Aim of the exercise: Rewrite every one of the entries below with "farthest from its outline" switched to "most distant from its edge" and no other change, leaving the pictures out of your reply.

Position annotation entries

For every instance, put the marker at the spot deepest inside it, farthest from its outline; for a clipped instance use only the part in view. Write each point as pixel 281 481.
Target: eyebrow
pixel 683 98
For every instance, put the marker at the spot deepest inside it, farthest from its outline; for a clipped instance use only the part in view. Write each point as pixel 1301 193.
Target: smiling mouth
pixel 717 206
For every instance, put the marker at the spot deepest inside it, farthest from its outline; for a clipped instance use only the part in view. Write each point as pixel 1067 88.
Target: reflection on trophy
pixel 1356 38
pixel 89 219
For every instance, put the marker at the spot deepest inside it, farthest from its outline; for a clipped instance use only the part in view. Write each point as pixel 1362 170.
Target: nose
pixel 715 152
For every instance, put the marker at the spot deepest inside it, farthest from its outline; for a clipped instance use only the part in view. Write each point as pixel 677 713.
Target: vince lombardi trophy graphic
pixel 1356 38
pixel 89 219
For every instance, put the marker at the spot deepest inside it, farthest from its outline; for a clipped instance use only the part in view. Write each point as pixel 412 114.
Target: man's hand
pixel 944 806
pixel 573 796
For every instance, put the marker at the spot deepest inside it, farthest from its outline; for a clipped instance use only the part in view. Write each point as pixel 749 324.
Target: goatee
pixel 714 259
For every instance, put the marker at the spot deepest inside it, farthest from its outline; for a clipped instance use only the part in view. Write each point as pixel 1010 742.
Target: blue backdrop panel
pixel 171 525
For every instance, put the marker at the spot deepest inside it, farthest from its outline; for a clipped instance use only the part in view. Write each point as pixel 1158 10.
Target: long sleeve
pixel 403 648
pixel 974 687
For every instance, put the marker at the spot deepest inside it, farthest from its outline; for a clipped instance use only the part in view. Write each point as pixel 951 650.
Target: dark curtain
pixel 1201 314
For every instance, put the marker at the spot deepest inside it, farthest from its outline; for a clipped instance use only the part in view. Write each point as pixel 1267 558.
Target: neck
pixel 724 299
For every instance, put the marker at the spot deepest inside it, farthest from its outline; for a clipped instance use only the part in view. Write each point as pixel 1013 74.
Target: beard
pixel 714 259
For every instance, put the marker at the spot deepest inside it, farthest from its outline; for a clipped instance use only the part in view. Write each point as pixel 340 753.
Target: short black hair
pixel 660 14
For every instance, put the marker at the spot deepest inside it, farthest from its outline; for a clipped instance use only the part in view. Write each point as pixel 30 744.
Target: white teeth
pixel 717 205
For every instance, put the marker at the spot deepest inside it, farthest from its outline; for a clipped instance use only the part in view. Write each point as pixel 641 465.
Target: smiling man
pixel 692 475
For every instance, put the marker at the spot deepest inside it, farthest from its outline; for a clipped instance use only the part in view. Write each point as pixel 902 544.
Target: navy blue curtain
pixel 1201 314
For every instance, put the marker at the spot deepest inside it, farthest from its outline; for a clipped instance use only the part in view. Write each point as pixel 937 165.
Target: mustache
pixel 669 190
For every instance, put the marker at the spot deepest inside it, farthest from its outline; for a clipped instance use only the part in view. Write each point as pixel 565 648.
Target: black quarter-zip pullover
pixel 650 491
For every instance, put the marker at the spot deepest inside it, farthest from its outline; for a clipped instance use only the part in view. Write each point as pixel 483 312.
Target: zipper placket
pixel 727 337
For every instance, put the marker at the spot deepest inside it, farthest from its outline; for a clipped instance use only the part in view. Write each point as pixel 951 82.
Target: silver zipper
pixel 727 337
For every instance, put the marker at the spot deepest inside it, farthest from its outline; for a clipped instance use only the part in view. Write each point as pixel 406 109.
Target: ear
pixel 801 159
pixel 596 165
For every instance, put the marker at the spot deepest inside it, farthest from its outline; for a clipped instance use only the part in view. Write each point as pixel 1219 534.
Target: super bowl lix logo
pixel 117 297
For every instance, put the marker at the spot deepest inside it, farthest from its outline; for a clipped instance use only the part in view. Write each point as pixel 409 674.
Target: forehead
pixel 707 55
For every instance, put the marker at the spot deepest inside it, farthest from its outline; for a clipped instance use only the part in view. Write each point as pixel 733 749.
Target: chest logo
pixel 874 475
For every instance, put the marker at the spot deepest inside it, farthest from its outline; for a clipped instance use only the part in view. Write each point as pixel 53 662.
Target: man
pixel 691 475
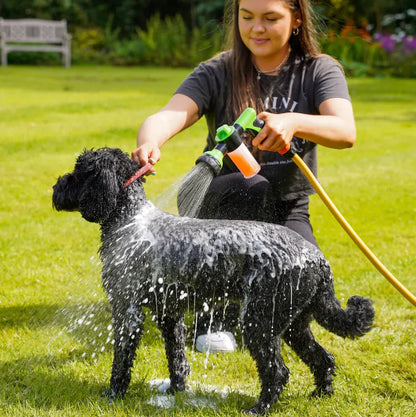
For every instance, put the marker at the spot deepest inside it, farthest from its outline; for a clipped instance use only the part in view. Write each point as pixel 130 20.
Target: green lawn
pixel 55 334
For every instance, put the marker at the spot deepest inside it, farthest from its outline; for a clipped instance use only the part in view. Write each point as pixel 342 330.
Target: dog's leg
pixel 128 326
pixel 263 343
pixel 321 362
pixel 174 334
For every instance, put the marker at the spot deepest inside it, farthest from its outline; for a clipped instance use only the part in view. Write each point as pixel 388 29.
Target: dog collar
pixel 138 174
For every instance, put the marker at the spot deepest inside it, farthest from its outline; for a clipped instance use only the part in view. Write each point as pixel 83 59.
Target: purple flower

Full output:
For every instance, put the marker at the spot deepest inside it, most distant from its edge; for a clipped instance use only the part in view. Write each point as pixel 281 481.
Target: eyebrow
pixel 683 98
For every instance, put the marker at the spot deepest inside it, most distant from its edge; for a clipped instance use only the part in view. Write each point as pixel 1301 193.
Target: smiling mouth
pixel 717 206
For every instance, put the marker at the spot deepest inside it, most distant from its edge; for a clipped instance use only the part in view. Write each point as pixel 1067 88.
Target: reflection on trophy
pixel 1356 38
pixel 89 219
For every instance, put the marker at the spot deepest inside it, most distant from its edge; for a clipped instance use only the part in view. Write each point as pixel 1362 170.
Target: nose
pixel 715 152
For every instance, put the marker at the spot deepest inside it, most distant from its edge; for a clipped instance use only the part in view. Write each point as pixel 677 713.
Target: vince lombardi trophy graphic
pixel 1356 38
pixel 89 219
For every instance, put the marker at the spot deepest inside it, most distant from its edge; for a clipped instance use only the part in view. Write each point as pixel 412 114.
Target: man's hand
pixel 944 806
pixel 573 796
For every instance, put the marker at the spot deepest inside it, most distant from its edge; for a clipped instance use only the part in view. Write each point as pixel 749 324.
Target: goatee
pixel 714 259
For every instance, put the marker at the spot deepest inside it, most distant from its edge; for a clipped instance use only the part in view. Write each point as pixel 1010 742.
Target: blue backdrop panel
pixel 171 525
For every instance, put the marker at the spot deepest inside it, most distant from its edge; for a clipped instance use only the part in view. Write each point as pixel 1158 10.
Target: long sleeve
pixel 403 648
pixel 974 687
For every instance, put the marker at the spot deepest inside it, most distant from its edge; for a clipped instance use only the part in view. Write each point as pixel 951 650.
Target: dark curtain
pixel 1201 314
For every instance, put the marker at the spot deepest inside it, most distant from its edge; for a clipped instance use only the part in view. Write each point as pixel 1267 558.
Target: neck
pixel 724 299
For every instance, put the marker at the spot deepest inside it, most distant from its edge; for a clipped instance use only the part in view. Write each point as pixel 1013 74.
Target: beard
pixel 714 259
For every instance, put the marker at the spot deepest inside it, most distant from its edge; for a clipped instance use only the part in view. Write each point as pixel 340 753.
Target: short black hair
pixel 660 14
For every instance, put the marker at the spot deepest inside it, most distant from its edge; for a clipped instance use only the part in view. Write each point as pixel 30 744.
Target: white teeth
pixel 717 205
For every instance, put the marker at the spot deepest inside it, most distant from its edge; for a clipped instance use only the part in view. Write each point as pixel 641 465.
Target: smiling man
pixel 692 475
For every instance, put the marker at the spot deepest inside it, most distant from its edge; for a clipped instance use only the part in view. Write each point as pixel 902 544.
Target: navy blue curtain
pixel 1201 314
For every instance, put the marker at the spot deepest inside it, most distant from its edge; for a clipped instance use only the part in view. Write each point as pixel 937 165.
Target: mustache
pixel 669 190
For every instance, put the marker at the spot deepest inside it, most distant from its edge; for a clipped instance use only the part in view. Write each point as pixel 565 648.
Target: black quarter-zip pullover
pixel 650 491
For every instance, put the marker at the spot deepest inside it, most distant from its edge; for a clipped instance use only the part in view. Write each point as pixel 483 312.
Target: zipper placket
pixel 727 337
For every instance, put the marker at the spot deepest inside it, most distant from its edge; for a clipped instance use only the part in view. Write each point as pixel 951 82.
Target: silver zipper
pixel 727 337
For every instance, put the marker at the spot deepest inside it, most distant from its edge; for a clipped instance use only the part in view. Write each point as pixel 406 109.
Target: ear
pixel 801 159
pixel 596 165
For every instance, put the marker at the spot deepest inside it, most distant from its edge; for a clipped instance use only the part in view. Write each point as pixel 1219 534.
Target: super bowl lix logo
pixel 117 297
For every instance, put the marker at the spot deepest inside it, most distant from its edge; for a clipped instance use only the part in view. Write each point as pixel 409 674.
Target: forehead
pixel 707 55
For every instance, put the marker at the spot deepest inside it, most distant from its edge; for a clipped instance use only the part in view. Write each point as pixel 733 749.
Target: chest logo
pixel 874 475
For every instance, put the marker at the spot deepest inside it, most distant from its edge; for a clipped instance use only the part in view. Write each point as pixel 53 662.
Target: man
pixel 691 475
For every instance, put the marker at the spot deepest inside it, most distant from its edge; for a clipped instance use only the part in view. Write each point as pixel 130 20.
Target: green lawn
pixel 55 334
For every instance, put the marker at the spot deepest inside it, most distant from its edge; for a clipped instance use only the part in view. Write each point as pixel 342 330.
Target: dog's leg
pixel 128 326
pixel 263 343
pixel 321 362
pixel 174 334
For every instance, put the marker at the spot deepest inside it, most distant from its edge; for a clipped instance use only the part in view. Write each point as pixel 388 29.
Target: dog collar
pixel 138 174
For every instance, put the marker at the spot deepest inside it, most distant from its edge; for a clipped instance use only the part in view. Write each point as pixel 83 59.
Target: purple flower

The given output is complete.